- [Aufgabe 1]: Zu welcher Strafe verurteilte das Amtsgericht Hannover den Angeklagten laut dem Urteilsauszug?
- [Aufgabe 2]: Gib aus dem Urteilsauszug alles von „Die Kosten des“ bis hinunter zu „nicht erwiesen erachtet.“ wortgetreu aus.

OLG Celle, Az.: 32 Ss 176/14, Urteil vom 26.11.2014
Die Revision wird verworfen.
Die Kosten des Revisionsverfahrens und die insoweit entstandenen notwendigen Auslagen des Angeklagten werden der Landeskasse auferlegt.
Gründe
I.
Das Amtsgericht Hannover verurteilte den Angeklagten am 10.02.2014 wegen vorsätzlicher Körperverletzung in Tateinheit mit versuchter Nötigung zu einer Freiheitsstrafe von vier Monaten.
Gegen dieses Urteil wandte sich der Angeklagte mit seiner Berufung und dem Ziel eines Freispruchs. Die 5. kleine Strafkammer des Landgerichts Hannover hob darauf das amtsgerichtliche Urteil auf und sprach den Angeklagten insgesamt frei.
II.
2. Die Strafkammer hat wie zuvor das Amtsgericht die vorgeworfene Beteiligung des Angeklagten an dem Diebstahl der Fernseher als nicht erwiesen erachtet.

- [Gezeigtes Material]:
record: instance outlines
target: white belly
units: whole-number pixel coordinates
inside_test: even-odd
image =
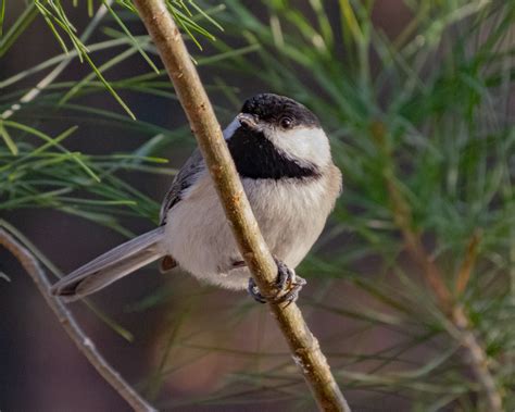
[[[306,182],[281,180],[278,185],[273,179],[243,179],[271,252],[291,269],[318,238],[338,196],[330,193],[322,178]],[[233,269],[242,258],[208,175],[168,212],[163,248],[200,279],[230,289],[247,288],[250,273],[244,267]]]

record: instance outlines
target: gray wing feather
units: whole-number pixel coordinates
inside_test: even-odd
[[[204,170],[204,159],[202,158],[200,150],[196,149],[172,182],[172,187],[161,205],[160,225],[166,223],[166,214],[168,213],[168,210],[183,199],[181,195],[184,191],[197,180],[197,177]]]

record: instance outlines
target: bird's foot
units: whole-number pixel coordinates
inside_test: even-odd
[[[305,279],[298,276],[296,272],[289,269],[284,262],[274,258],[277,264],[277,294],[275,296],[265,296],[261,294],[254,279],[249,279],[249,294],[260,303],[282,303],[287,305],[297,301],[299,292],[302,287],[306,284]]]

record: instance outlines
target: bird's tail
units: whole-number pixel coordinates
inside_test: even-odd
[[[159,244],[164,227],[138,236],[75,270],[52,286],[66,301],[96,292],[163,255]]]

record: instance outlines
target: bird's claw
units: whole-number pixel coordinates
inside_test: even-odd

- [Lösung 1]: Zu einer Freiheitsstrafe von vier Monaten.

- [Lösung 2]:
Die Kosten des Revisionsverfahrens und die insoweit entstandenen notwendigen Auslagen des Angeklagten werden der Landeskasse auferlegt.
Gründe
I.
Das Amtsgericht Hannover verurteilte den Angeklagten am 10.02.2014 wegen vorsätzlicher Körperverletzung in Tateinheit mit versuchter Nötigung zu einer Freiheitsstrafe von vier Monaten.
Gegen dieses Urteil wandte sich der Angeklagte mit seiner Berufung und dem Ziel eines Freispruchs. Die 5. kleine Strafkammer des Landgerichts Hannover hob darauf das amtsgerichtliche Urteil auf und sprach den Angeklagten insgesamt frei.
II.
2. Die Strafkammer hat wie zuvor das Amtsgericht die vorgeworfene Beteiligung des Angeklagten an dem Diebstahl der Fernseher als nicht erwiesen erachtet.